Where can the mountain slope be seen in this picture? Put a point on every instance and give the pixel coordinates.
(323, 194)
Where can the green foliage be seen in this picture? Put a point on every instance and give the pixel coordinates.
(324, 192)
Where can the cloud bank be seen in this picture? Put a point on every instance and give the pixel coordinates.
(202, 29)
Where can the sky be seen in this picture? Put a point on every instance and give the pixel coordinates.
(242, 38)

§ Challenge
Can you give the material above again with each "instance" switched to "occurrence" and nothing else changed?

§ Correct response
Where can the mountain slope be seen in this picture? Put a point on every occurrence and give the pixel coordinates.
(323, 194)
Where can the green foliage be seen in this picture? Put a point on every occurrence and give the pixel coordinates.
(324, 192)
Where can the cloud bank be seen in this picture? Put a point on every occurrence and give the pixel coordinates.
(202, 29)
Where can the sky be seen in this picture? Put a point on every occurrence and give the pixel coordinates.
(242, 38)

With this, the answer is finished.